§ What you need to do
Render every line of the rows below as a JSON list of strings, one string per line and no blank lines. Leave the pictures out of the answer.

§ Input

╭──

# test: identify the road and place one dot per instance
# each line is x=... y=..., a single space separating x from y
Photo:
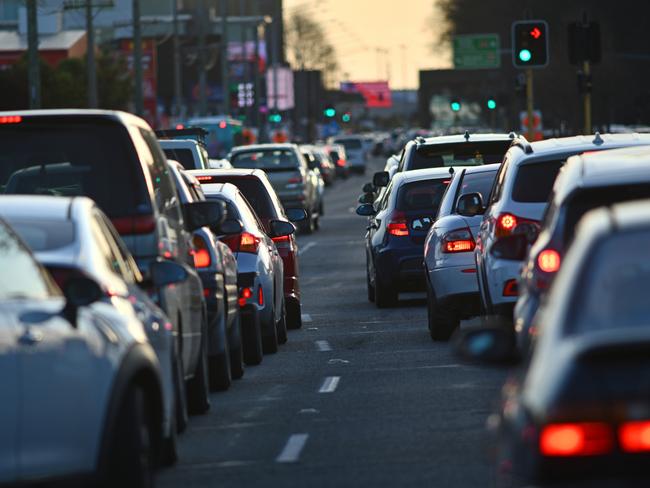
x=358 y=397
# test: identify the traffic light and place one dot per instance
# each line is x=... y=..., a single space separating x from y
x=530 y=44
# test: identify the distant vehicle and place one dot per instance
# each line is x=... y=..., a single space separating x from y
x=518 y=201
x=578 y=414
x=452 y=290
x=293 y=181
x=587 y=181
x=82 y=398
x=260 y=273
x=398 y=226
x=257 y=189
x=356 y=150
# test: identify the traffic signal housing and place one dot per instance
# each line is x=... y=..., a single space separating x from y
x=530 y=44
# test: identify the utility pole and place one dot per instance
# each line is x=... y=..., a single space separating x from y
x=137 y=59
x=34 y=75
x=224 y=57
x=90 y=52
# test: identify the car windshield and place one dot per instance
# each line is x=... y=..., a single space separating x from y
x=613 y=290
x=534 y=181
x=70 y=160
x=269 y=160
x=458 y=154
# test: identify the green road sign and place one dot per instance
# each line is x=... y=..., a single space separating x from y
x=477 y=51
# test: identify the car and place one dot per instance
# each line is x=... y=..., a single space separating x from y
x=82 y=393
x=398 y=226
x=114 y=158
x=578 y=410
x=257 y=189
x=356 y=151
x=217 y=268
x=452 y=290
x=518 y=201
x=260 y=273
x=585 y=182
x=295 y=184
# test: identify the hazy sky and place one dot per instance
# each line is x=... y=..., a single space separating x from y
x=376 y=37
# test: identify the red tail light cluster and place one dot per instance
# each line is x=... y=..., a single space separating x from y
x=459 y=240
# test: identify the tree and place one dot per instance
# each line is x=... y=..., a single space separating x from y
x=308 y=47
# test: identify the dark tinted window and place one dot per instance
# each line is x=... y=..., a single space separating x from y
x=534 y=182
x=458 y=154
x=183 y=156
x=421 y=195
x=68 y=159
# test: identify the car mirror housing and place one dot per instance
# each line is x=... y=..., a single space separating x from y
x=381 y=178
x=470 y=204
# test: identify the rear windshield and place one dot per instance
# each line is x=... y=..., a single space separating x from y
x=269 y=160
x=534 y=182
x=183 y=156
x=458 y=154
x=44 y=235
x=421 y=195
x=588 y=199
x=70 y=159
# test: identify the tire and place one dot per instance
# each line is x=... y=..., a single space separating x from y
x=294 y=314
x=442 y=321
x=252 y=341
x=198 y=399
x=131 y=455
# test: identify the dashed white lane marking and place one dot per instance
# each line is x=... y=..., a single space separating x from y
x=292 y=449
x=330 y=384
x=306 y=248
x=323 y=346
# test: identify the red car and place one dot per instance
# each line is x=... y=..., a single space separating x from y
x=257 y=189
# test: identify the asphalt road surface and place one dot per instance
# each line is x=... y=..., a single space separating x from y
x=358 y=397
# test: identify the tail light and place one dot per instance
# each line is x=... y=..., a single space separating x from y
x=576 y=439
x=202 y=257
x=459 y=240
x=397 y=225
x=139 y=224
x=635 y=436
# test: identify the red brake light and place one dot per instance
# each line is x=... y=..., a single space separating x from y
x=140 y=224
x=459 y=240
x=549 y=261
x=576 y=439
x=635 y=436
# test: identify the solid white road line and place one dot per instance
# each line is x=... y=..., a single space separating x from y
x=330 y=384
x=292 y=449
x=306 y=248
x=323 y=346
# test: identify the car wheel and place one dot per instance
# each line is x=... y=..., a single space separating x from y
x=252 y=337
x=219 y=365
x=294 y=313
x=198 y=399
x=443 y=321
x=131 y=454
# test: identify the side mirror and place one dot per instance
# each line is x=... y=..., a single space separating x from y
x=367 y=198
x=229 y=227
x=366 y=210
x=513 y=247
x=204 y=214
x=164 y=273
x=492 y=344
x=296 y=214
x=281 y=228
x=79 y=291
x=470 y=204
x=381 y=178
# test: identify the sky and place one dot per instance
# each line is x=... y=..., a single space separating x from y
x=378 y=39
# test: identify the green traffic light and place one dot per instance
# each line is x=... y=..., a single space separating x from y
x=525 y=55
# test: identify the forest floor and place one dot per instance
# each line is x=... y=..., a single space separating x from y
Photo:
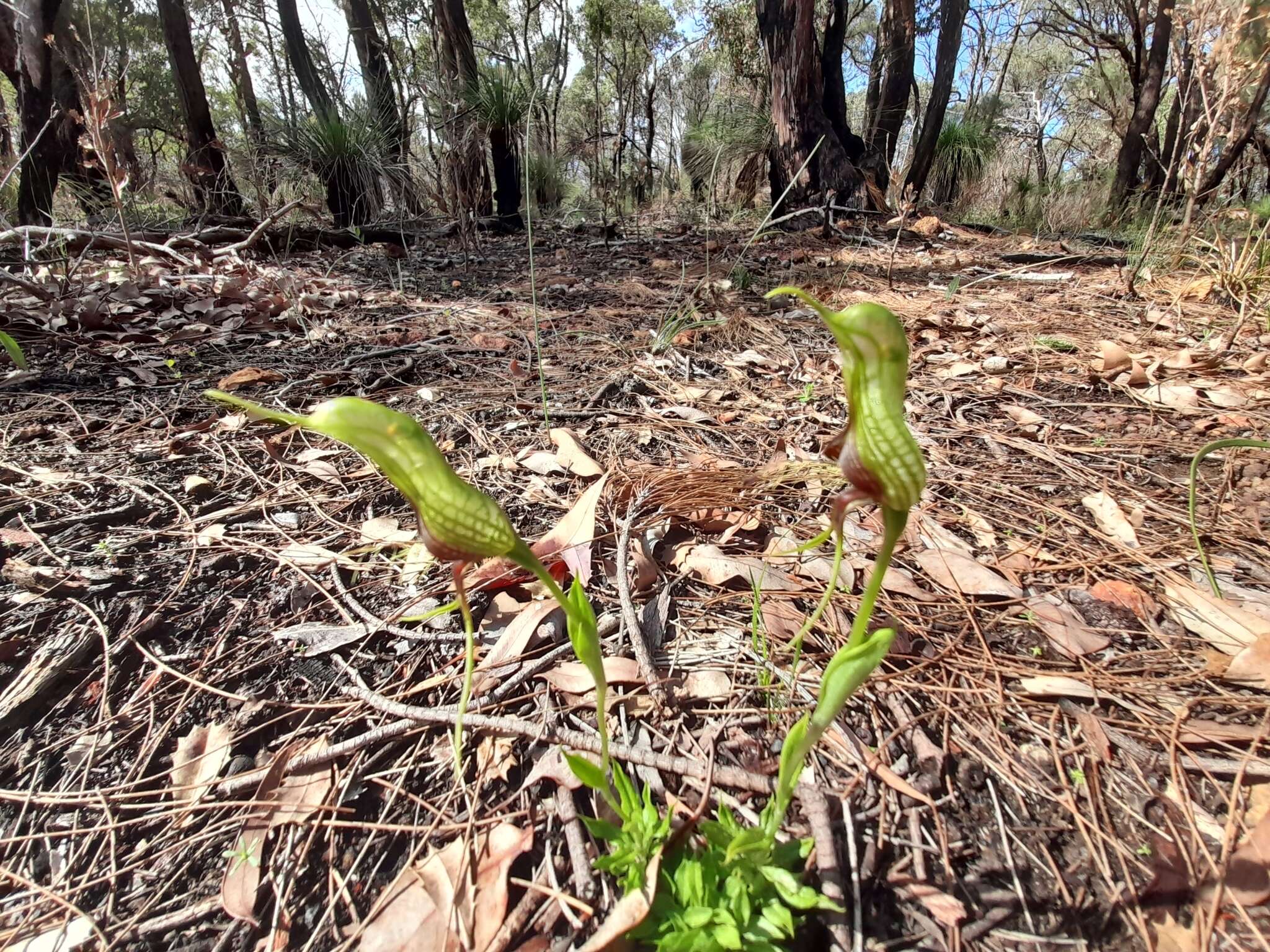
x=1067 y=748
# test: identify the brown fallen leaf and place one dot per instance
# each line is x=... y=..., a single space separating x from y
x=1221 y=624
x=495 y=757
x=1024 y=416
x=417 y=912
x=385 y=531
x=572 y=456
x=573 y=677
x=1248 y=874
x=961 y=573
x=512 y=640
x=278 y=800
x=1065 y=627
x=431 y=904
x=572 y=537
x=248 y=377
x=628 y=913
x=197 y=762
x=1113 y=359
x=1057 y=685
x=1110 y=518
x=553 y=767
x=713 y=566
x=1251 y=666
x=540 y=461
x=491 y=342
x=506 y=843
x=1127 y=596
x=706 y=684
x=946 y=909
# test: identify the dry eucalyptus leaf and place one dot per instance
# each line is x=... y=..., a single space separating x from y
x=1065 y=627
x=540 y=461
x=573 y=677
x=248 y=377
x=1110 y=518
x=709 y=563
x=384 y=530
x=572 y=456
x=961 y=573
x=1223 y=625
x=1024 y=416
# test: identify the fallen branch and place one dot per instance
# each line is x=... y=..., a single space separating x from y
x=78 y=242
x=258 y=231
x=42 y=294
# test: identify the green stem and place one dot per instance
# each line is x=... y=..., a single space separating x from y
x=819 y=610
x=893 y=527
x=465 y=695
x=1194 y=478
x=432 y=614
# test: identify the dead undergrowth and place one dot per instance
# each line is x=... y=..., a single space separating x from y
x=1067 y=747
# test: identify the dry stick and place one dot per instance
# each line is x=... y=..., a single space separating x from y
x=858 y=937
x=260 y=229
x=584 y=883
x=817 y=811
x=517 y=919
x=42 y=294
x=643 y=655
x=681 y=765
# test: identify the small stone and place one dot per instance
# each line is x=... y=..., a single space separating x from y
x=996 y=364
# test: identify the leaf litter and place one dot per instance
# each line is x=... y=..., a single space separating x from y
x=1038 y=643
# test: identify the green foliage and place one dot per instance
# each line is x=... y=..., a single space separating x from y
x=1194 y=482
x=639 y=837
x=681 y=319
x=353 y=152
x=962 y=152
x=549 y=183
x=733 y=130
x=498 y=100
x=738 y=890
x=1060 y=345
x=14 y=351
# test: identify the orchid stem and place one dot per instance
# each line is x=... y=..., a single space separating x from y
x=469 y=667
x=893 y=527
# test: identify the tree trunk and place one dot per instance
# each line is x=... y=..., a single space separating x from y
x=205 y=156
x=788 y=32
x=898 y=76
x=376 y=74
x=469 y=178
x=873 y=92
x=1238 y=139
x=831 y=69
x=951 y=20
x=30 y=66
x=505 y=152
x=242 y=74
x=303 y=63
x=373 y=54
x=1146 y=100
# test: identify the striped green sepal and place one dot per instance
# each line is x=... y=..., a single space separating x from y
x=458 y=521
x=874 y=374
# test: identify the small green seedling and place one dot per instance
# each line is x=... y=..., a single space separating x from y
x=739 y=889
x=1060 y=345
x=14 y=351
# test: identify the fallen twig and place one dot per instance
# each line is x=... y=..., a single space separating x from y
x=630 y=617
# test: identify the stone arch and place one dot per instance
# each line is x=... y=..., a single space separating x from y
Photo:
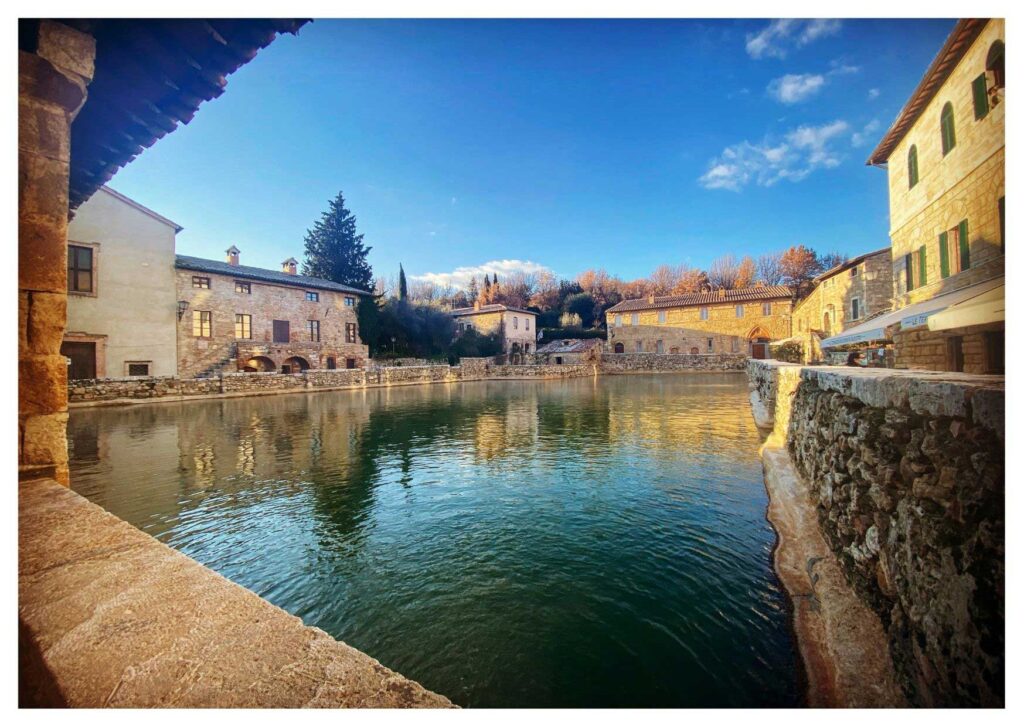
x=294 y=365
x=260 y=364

╰──

§ Written response
[
  "# test: identify the road and place one dot per instance",
  "# each line is x=... y=..., a single space separating x from y",
  "Photo:",
  "x=358 y=397",
  "# test: identify the traffic light and place one dot per instance",
  "# each line is x=... y=..., a single space separating x from y",
  "x=530 y=44",
  "# test: identify the distant vehicle and place one dot per instance",
  "# each line is x=... y=..., a single space separating x from y",
  "x=518 y=201",
  "x=578 y=414",
  "x=452 y=290",
  "x=293 y=181",
  "x=587 y=181",
  "x=82 y=398",
  "x=260 y=273",
  "x=398 y=226",
  "x=257 y=189",
  "x=356 y=150",
  "# test: identify the traffic signal housing and place one dot per instance",
  "# each line is x=... y=..., a single space separating x from y",
  "x=530 y=44",
  "# test: identify the utility pole and place one dot per instance",
  "# each line is x=... y=..., a single space separating x from y",
  "x=137 y=59",
  "x=34 y=75",
  "x=224 y=57",
  "x=90 y=52",
  "# test: identify the car windshield and place one dot per instance",
  "# each line is x=... y=..., a single space separating x from y",
  "x=613 y=290",
  "x=534 y=181",
  "x=70 y=160",
  "x=269 y=160",
  "x=458 y=154",
  "# test: identify the green road sign and place one dot per instance",
  "# each line is x=... y=..., a single space separating x from y",
  "x=477 y=51",
  "# test: identify the car and place one dot per instance",
  "# each line is x=... y=..., a single space separating x from y",
  "x=82 y=393",
  "x=398 y=226",
  "x=114 y=158",
  "x=578 y=410",
  "x=257 y=189",
  "x=356 y=151",
  "x=217 y=268",
  "x=452 y=290",
  "x=518 y=201",
  "x=260 y=273",
  "x=585 y=182",
  "x=295 y=184",
  "# test: identify the hazy sky and place one dot per instance",
  "# each line is x=... y=..., a single space separating x from y",
  "x=376 y=37",
  "# test: identify the red tail light cluster and place one dot per instance",
  "# each line is x=... y=..., a single space separating x from y",
  "x=459 y=240",
  "# test: identify the tree and place one dot per instance",
  "# each line is x=... y=..., a single space separating x from y",
  "x=308 y=47",
  "# test: identify the dark tinted window and place one dot per instance",
  "# each line is x=... y=..., a single space separating x from y",
  "x=534 y=182",
  "x=458 y=154",
  "x=183 y=156",
  "x=421 y=195",
  "x=68 y=159",
  "# test: identify the car mirror housing and place one dot per instance",
  "# each line is x=... y=..., a single space separating x from y",
  "x=381 y=178",
  "x=470 y=204",
  "# test: identify the rear windshield and place one dot per instance",
  "# each line is x=... y=..., a single space separating x from y",
  "x=269 y=160",
  "x=534 y=182",
  "x=183 y=156",
  "x=458 y=154",
  "x=44 y=235",
  "x=421 y=195",
  "x=588 y=199",
  "x=70 y=159",
  "# test: identify the tire and place one dot per instance",
  "# each line is x=... y=..., a single space separating x from y",
  "x=294 y=314",
  "x=442 y=321",
  "x=252 y=341",
  "x=198 y=399",
  "x=131 y=455",
  "# test: identify the dashed white lane marking and place one dot per instance",
  "# each line is x=... y=..., a single space separating x from y",
  "x=292 y=449",
  "x=330 y=384",
  "x=306 y=248",
  "x=323 y=346",
  "# test: identify the red car and place one dot per instance",
  "# each line is x=... y=..., a single space separating x from y",
  "x=257 y=189",
  "# test: identify the asphalt road surface and place one dot per instance",
  "# each line is x=... y=..., a single space separating x from y",
  "x=358 y=397",
  "# test: identify the tail light and place one dot per instance",
  "# each line is x=... y=..., a single space separating x from y",
  "x=576 y=439",
  "x=202 y=257",
  "x=459 y=240",
  "x=397 y=225",
  "x=139 y=224",
  "x=635 y=436",
  "# test: identify the red brake light and place one dot per instance",
  "# each line is x=... y=..., a single space separating x from y",
  "x=140 y=224",
  "x=459 y=240",
  "x=549 y=261",
  "x=576 y=439",
  "x=635 y=436",
  "# test: identify the solid white road line and place one dot per instance",
  "# each line is x=... y=..., a single space separating x from y",
  "x=330 y=384",
  "x=292 y=449",
  "x=306 y=248",
  "x=323 y=346",
  "# test: identify the car wheel and place one dot per instance",
  "# each line is x=... y=..., a single space separating x from y",
  "x=252 y=337",
  "x=219 y=365",
  "x=294 y=313",
  "x=198 y=399",
  "x=443 y=321",
  "x=131 y=454",
  "# test: identify the side mirror and place one dot per instance",
  "# each line is x=... y=..., a single space separating x from y",
  "x=367 y=198",
  "x=229 y=227",
  "x=366 y=210",
  "x=513 y=247",
  "x=204 y=214",
  "x=164 y=273",
  "x=492 y=344",
  "x=296 y=214",
  "x=281 y=228",
  "x=79 y=291",
  "x=470 y=204",
  "x=381 y=178",
  "# test: identify the sky and place one dot per instance",
  "# each line is x=... y=..., a single space separating x from y",
  "x=378 y=39",
  "# test: identify the green traffic light and place one dot per instance",
  "# each line is x=... y=..., a single space separating x from y",
  "x=525 y=55",
  "# test: identify the forest floor and place one dot per instance",
  "# each line is x=... y=..., a single space separating x from y",
  "Photo:",
  "x=1067 y=748",
  "# test: identify the brown fallen leaf and place one dot per instance",
  "# each line is x=... y=..., a single space separating x from y",
  "x=1221 y=624",
  "x=495 y=757",
  "x=1024 y=416",
  "x=417 y=912",
  "x=385 y=531",
  "x=572 y=456",
  "x=573 y=677",
  "x=1248 y=874",
  "x=961 y=573",
  "x=512 y=640",
  "x=278 y=800",
  "x=1065 y=627",
  "x=431 y=904",
  "x=572 y=537",
  "x=248 y=377",
  "x=628 y=913",
  "x=197 y=762",
  "x=1113 y=359",
  "x=1057 y=685",
  "x=1110 y=518",
  "x=553 y=767",
  "x=713 y=566",
  "x=1251 y=666",
  "x=540 y=461",
  "x=491 y=342",
  "x=506 y=843",
  "x=1127 y=596",
  "x=706 y=684",
  "x=946 y=909",
  "# test: identify the dry eucalyptus leaf and place one dot per instance",
  "# each line is x=... y=..., a single space separating x from y",
  "x=1065 y=627",
  "x=540 y=461",
  "x=573 y=677",
  "x=248 y=377",
  "x=1110 y=518",
  "x=709 y=563",
  "x=384 y=530",
  "x=572 y=456",
  "x=961 y=573",
  "x=1223 y=625",
  "x=1024 y=416",
  "# test: identify the fallen branch and place one dot per instance",
  "# each line is x=... y=..., a single space separating x from y",
  "x=78 y=242",
  "x=258 y=231",
  "x=42 y=294",
  "# test: identify the green stem and place one dot per instance",
  "# each line is x=... y=..., a single space separating x from y",
  "x=819 y=610",
  "x=893 y=527",
  "x=465 y=695",
  "x=1194 y=478",
  "x=432 y=614",
  "# test: identify the dead undergrowth and place one dot per instance",
  "# each line is x=... y=..., a single space separating x from y",
  "x=1067 y=747",
  "# test: identify the dry stick and place one dot per instance",
  "# each line is x=... y=..., a single space separating x from y",
  "x=858 y=937",
  "x=260 y=229",
  "x=584 y=883",
  "x=817 y=811",
  "x=517 y=919",
  "x=42 y=294",
  "x=643 y=655",
  "x=681 y=765",
  "# test: identify the small stone and place one dot per instance",
  "# each line is x=... y=..., a single space separating x from y",
  "x=996 y=364",
  "# test: identify the leaf litter and place one dot per instance",
  "# each line is x=... y=..., a single space separating x from y",
  "x=1038 y=643",
  "# test: identify the green foliage and place one dot per instance",
  "# each line is x=... y=..., a single space separating x from y",
  "x=1194 y=482",
  "x=639 y=837",
  "x=681 y=319",
  "x=353 y=152",
  "x=962 y=152",
  "x=549 y=183",
  "x=733 y=130",
  "x=498 y=100",
  "x=738 y=890",
  "x=1060 y=345",
  "x=14 y=351",
  "# test: identify the orchid stem and place one dot per instance",
  "# each line is x=... y=..., a single space separating x from y",
  "x=469 y=667",
  "x=893 y=527",
  "# test: identify the tree trunk and place one dot per instance",
  "# each line is x=... y=..., a single space separating x from y",
  "x=205 y=156",
  "x=788 y=32",
  "x=898 y=76",
  "x=376 y=74",
  "x=469 y=178",
  "x=873 y=92",
  "x=1238 y=139",
  "x=831 y=69",
  "x=951 y=20",
  "x=30 y=66",
  "x=505 y=152",
  "x=242 y=74",
  "x=303 y=63",
  "x=373 y=54",
  "x=1146 y=100",
  "# test: identify the striped green sepal and place one dot per instance",
  "# each line is x=... y=..., a single space separating x from y",
  "x=458 y=521",
  "x=874 y=374",
  "# test: identify the small green seedling and place one dot per instance",
  "# each line is x=... y=..., a single space separating x from y",
  "x=739 y=889",
  "x=1060 y=345",
  "x=14 y=351",
  "# test: identify the fallen twig and place one dot per instance",
  "# each line is x=... y=..., a single space separating x from y",
  "x=630 y=617",
  "# test: identify the stone arch and place one dot per instance",
  "# each line is x=... y=..., a single space separating x from y",
  "Photo:",
  "x=294 y=365",
  "x=260 y=364"
]